*TASK REQUIREMENTS*
Please output exactly the run of lines that starts at the line with "of the backpack" and ends at the last line of the records below.

[Excerpts of location labeling data]
________________________
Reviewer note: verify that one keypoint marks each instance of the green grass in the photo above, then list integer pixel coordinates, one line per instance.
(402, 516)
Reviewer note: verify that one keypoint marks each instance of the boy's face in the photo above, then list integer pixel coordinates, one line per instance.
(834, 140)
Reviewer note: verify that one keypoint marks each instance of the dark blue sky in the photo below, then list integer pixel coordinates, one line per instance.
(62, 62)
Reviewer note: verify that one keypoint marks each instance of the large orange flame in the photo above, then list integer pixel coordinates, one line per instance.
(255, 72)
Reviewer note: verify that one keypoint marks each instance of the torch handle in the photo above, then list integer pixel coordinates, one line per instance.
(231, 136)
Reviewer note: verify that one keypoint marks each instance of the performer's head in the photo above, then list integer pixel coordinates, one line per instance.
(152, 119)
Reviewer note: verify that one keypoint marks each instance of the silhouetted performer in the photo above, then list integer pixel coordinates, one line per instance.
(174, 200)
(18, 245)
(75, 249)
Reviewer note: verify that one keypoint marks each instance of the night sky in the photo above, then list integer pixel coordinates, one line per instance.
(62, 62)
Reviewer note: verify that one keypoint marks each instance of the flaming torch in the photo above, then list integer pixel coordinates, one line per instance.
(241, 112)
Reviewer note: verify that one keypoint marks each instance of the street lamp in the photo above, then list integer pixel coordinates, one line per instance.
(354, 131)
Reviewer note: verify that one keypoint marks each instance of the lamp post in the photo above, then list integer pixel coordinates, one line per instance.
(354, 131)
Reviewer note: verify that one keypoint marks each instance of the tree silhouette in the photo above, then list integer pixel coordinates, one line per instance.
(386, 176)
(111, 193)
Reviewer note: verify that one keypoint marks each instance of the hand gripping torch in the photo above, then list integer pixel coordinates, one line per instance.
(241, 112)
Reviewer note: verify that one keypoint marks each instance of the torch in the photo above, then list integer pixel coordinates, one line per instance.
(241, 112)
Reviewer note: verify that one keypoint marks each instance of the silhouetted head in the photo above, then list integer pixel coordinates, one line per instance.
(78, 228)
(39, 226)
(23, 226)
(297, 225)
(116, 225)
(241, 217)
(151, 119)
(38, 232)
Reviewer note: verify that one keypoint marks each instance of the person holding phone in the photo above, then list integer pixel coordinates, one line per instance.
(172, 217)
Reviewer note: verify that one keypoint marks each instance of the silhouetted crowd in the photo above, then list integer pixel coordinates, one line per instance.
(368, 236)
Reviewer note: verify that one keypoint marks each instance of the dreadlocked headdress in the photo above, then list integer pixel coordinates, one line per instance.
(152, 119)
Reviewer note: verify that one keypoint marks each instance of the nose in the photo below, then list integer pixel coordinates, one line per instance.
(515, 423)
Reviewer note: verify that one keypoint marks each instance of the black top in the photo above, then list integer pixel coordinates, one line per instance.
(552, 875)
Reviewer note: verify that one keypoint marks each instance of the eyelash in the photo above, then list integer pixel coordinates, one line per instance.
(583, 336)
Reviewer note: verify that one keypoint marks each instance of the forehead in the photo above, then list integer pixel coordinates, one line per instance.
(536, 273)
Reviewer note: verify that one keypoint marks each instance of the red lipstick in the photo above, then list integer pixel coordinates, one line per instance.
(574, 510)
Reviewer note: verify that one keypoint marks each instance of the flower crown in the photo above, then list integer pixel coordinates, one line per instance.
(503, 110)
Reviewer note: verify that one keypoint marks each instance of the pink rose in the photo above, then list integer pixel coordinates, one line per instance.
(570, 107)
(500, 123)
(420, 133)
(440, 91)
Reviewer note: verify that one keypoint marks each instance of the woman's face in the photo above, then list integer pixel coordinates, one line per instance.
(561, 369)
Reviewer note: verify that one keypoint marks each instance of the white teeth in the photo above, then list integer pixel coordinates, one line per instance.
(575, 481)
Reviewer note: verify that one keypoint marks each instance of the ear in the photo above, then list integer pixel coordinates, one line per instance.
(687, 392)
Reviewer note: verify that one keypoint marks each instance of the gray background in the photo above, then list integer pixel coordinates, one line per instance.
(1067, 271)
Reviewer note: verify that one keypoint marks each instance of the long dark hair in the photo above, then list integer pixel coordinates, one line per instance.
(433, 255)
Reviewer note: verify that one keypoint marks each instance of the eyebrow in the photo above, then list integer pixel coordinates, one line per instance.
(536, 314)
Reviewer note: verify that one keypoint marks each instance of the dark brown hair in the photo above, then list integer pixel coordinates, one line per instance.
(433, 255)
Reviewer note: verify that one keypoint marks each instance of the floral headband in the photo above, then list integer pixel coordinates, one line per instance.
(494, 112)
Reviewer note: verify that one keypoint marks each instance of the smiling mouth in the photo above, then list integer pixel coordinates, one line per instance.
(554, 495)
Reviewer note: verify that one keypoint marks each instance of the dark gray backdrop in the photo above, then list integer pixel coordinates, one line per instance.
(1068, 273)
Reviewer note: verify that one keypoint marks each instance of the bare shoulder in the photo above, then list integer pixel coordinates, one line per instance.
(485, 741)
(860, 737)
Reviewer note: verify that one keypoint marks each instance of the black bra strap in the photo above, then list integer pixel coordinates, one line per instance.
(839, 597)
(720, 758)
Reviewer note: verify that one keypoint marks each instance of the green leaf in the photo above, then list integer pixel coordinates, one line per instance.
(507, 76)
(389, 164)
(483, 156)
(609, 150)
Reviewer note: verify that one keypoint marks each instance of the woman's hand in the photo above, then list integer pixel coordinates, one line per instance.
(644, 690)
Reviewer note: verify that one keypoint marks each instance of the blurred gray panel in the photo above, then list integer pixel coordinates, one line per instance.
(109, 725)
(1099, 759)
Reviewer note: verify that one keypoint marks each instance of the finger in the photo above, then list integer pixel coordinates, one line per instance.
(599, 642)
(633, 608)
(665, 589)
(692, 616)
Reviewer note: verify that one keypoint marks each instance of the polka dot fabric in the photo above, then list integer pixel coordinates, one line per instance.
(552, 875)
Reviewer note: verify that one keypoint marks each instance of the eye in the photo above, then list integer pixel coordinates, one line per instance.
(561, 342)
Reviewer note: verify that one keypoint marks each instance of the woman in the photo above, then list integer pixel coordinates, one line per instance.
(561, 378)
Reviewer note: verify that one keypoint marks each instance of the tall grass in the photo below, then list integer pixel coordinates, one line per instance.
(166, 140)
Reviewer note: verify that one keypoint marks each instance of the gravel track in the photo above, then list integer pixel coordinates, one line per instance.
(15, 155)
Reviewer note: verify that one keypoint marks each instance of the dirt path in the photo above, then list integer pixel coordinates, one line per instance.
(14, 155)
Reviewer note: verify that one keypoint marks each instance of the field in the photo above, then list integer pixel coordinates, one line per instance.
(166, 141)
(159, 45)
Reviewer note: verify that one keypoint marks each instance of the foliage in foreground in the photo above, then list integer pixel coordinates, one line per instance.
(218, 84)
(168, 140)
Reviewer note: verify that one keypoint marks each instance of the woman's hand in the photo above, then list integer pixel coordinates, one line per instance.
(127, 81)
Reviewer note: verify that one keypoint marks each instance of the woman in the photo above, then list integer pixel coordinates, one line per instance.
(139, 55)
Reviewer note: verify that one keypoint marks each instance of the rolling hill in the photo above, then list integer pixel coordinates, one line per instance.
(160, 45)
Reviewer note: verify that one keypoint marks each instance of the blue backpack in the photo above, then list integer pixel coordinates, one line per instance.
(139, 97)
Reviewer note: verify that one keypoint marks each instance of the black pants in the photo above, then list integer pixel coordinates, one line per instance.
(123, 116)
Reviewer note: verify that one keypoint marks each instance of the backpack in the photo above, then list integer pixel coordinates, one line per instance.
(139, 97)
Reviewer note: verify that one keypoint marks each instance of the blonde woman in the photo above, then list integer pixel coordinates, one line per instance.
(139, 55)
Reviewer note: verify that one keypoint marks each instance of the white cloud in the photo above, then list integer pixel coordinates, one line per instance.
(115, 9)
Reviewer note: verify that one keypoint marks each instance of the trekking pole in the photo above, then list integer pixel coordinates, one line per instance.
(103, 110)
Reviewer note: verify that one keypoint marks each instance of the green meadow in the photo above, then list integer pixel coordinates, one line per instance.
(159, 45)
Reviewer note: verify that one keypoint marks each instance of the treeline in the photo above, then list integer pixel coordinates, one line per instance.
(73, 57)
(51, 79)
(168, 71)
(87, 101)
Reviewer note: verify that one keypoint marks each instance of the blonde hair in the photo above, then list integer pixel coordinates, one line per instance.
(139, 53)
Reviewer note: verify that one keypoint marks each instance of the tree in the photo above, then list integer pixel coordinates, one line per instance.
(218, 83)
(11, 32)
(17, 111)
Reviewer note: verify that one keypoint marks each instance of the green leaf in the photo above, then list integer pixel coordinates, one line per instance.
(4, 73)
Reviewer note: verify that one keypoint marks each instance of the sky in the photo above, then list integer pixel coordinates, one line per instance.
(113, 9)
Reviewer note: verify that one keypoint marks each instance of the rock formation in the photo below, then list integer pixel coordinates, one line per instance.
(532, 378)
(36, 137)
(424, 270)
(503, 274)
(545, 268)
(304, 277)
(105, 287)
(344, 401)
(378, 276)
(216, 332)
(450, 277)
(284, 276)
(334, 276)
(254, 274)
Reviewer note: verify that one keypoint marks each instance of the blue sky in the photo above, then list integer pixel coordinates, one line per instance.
________________________
*REPLY TO THE TASK*
Reviewer note: verify that one keypoint marks each instance of the backpack in the photo above, then list integer pixel coordinates, one line per instance.
(139, 97)
Reviewer note: verify that one keypoint marks each instance of the blonde woman in the photo above, then list integer pixel coordinates, one line per instance.
(139, 55)
Reviewer note: verify that one keypoint marks each instance of the white cloud in the photo above, then list integer pixel coordinates, one line per instance.
(115, 9)
Reviewer note: verify that one keypoint marks each instance of the trekking pole in the photo above, then list integer pixel coordinates, one line per instance.
(103, 110)
Reviewer note: verify that one keypoint marks each instance of the green meadow in the photo above, then list integer pixel coordinates, one line per instance.
(159, 45)
Reviewer note: verify that one keypoint marks each instance of the treeline in the photo above, then list integer pixel coordinates, one line per instance.
(73, 57)
(51, 79)
(168, 71)
(87, 101)
Reviewer note: verify that one keypoint marks each instance of the blonde hair in the photo above, then list integer pixel coordinates, one line per instance.
(139, 53)
Reviewer note: verify that one keypoint marks each instance of the tree in the photo above, then list integer pixel coordinates, one line per instance.
(218, 83)
(11, 32)
(17, 111)
Reviewer note: verify that one keypoint marks each instance of the green leaf in the photo above, then list integer pixel coordinates, one line per instance.
(4, 73)
Reviewer note: verify that one keypoint marks each instance of the sky in the photo above, then list integer pixel coordinates, one line per instance.
(113, 9)
Reviewer note: verify that one keypoint marks each instance of the rock formation in the photo below, then list integer pixel coordinates, one line per instance.
(532, 378)
(36, 137)
(424, 270)
(503, 274)
(545, 268)
(304, 277)
(105, 287)
(344, 401)
(378, 276)
(216, 332)
(450, 277)
(284, 276)
(334, 276)
(254, 274)
Reviewer note: verify that one keypoint marks each instance of the blue sky in the photo above, then list integer pixel coordinates, one line per instance.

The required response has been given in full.